> Assignment
Given the entries below, please return each one exactly.

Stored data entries
--------------------------------
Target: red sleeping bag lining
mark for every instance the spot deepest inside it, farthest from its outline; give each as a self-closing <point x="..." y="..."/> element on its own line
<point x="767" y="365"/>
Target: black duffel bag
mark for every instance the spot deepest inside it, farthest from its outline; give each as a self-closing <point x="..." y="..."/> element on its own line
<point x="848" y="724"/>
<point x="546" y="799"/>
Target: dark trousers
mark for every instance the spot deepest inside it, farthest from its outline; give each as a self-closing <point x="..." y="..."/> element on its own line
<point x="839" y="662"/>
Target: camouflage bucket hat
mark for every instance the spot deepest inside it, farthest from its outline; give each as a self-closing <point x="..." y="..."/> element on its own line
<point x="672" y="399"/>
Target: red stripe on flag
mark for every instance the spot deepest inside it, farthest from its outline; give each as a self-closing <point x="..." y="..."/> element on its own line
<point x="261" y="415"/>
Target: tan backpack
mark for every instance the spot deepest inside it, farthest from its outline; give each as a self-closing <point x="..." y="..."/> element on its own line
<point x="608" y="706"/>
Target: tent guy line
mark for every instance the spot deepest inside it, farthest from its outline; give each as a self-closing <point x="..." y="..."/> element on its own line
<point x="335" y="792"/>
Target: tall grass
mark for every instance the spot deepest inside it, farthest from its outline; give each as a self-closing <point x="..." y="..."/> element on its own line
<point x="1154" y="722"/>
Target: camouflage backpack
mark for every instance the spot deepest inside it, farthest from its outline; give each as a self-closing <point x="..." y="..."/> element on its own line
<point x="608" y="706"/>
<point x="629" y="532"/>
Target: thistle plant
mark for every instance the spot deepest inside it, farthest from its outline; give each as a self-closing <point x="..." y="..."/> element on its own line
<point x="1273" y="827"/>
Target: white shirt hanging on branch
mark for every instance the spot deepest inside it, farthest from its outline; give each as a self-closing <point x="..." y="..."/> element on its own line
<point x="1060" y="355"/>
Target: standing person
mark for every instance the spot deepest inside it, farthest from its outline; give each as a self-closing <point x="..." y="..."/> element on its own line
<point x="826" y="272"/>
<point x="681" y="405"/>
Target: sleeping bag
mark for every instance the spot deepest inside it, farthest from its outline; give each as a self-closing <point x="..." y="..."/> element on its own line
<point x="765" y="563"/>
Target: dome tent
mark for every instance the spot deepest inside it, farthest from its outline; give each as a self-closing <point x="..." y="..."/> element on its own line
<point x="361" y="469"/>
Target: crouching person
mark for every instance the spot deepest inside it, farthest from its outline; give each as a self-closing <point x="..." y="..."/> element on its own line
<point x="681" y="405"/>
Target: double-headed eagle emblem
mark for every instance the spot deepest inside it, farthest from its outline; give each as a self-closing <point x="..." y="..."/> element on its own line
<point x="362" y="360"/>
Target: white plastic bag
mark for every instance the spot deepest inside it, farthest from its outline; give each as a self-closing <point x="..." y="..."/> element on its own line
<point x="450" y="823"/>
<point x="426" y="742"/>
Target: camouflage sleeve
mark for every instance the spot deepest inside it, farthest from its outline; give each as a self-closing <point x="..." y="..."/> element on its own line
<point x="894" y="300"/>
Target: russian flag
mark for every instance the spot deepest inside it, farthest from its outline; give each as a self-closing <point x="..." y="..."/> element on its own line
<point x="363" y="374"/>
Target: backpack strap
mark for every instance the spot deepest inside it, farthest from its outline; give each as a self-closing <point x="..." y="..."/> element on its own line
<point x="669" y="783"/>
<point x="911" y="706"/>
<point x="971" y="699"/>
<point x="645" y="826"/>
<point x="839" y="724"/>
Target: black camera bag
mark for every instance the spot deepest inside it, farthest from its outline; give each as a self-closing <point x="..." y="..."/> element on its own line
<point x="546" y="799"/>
--------------------------------
> Task result
Target: red sleeping bag lining
mark for every instance the spot deepest inside it, farthest from its outline; give each as a self-closing <point x="..." y="..."/> element on its own line
<point x="767" y="365"/>
Target: black duffel bag
mark for every instance the spot deepest inside it, farthest from its outline; give each as a self-closing <point x="..." y="..."/> element on its own line
<point x="848" y="724"/>
<point x="546" y="799"/>
Target: dark trousers
mark for every instance the spot deepest inside it, farthest from its outline; give each as a self-closing <point x="..." y="..."/> element on its own line
<point x="839" y="662"/>
Target: camouflage bucket hat
mark for every instance the spot deepest inside it, farthest from its outline; give each as a self-closing <point x="..." y="..."/> element on its own line
<point x="672" y="399"/>
Target: red stripe on flag
mark for every instance the spot deepest inside it, farthest from its outline; give each as a self-closing <point x="..." y="..."/> element on its own line
<point x="261" y="415"/>
Target: tan backpack
mark for every instance the spot deepest inside it, farthest from its outline; give each as a self-closing <point x="..." y="..."/> element on its own line
<point x="608" y="706"/>
Target: tent guy line
mark for every instance the spot deepest inside it, farthest from its outline; give each as a self-closing <point x="..." y="..."/> element on its own line
<point x="335" y="792"/>
Target: tall grass
mark for every instance the spot deepest inside it, farthest from its outline; give each as a self-closing <point x="..." y="..."/> element on its own line
<point x="1154" y="722"/>
Target: camouflage backpack
mark for every instance the spot deepest inside it, farthest from its outline; give each as a self-closing <point x="..." y="..."/> element on its own line
<point x="608" y="706"/>
<point x="629" y="532"/>
Target: thistle plant
mark for every instance the spot deepest inside it, farthest from its outline; give each as a self-closing <point x="..." y="..."/> element on its own line
<point x="1273" y="827"/>
Target: white shirt hanging on branch
mark for every instance the spot deepest inside it, farthest from its outline; give each as a self-closing <point x="..." y="..."/> element on its own line
<point x="1060" y="355"/>
Target: standing person
mark for every instance the spot deepest inside it, farthest from its outline; give each as a self-closing <point x="..." y="..."/> element on its own line
<point x="826" y="272"/>
<point x="681" y="405"/>
Target: sleeping bag
mark for every instance the spot deepest inside it, farthest from its outline; give each as a self-closing <point x="..." y="..."/> element on its own line
<point x="765" y="563"/>
Target: dome tent
mark for every instance the spot deepest inside it, farthest from its outline; give each as a self-closing <point x="..." y="..."/> element on its own line
<point x="361" y="469"/>
Target: crouching person
mark for every instance the spot deepest inside it, farthest from its outline; give each as a self-closing <point x="..." y="..."/> element on its own line
<point x="681" y="405"/>
Target: double-headed eagle emblem
mark for every instance the spot deepest inside it, farthest from its outline; give each as a self-closing <point x="..." y="..."/> element on its own line
<point x="362" y="360"/>
Target: white plastic bag
mark for every instance the spot deepest inside it, farthest from its outline; give each as a self-closing <point x="..." y="..."/> element on its own line
<point x="450" y="823"/>
<point x="426" y="742"/>
Target: camouflage sleeve
mark for every instance the spot deepest inside it, farthest from its outline; give each as a self-closing <point x="..." y="..."/> element on its own line
<point x="894" y="300"/>
Target: russian flag
mark for every instance the spot deepest inside it, farthest from its outline; give each as a self-closing <point x="..." y="..."/> element on its own line
<point x="363" y="374"/>
Target: backpack strap
mark for every instance the spot deepest inside it, farthest from its outline; give each as a self-closing <point x="..." y="..."/> element on its own line
<point x="669" y="783"/>
<point x="911" y="706"/>
<point x="971" y="699"/>
<point x="645" y="826"/>
<point x="839" y="724"/>
Target: black camera bag
mark for every instance the spot deepest inside it, farthest from its outline; give each as a self-closing <point x="..." y="..."/> element on its own line
<point x="546" y="799"/>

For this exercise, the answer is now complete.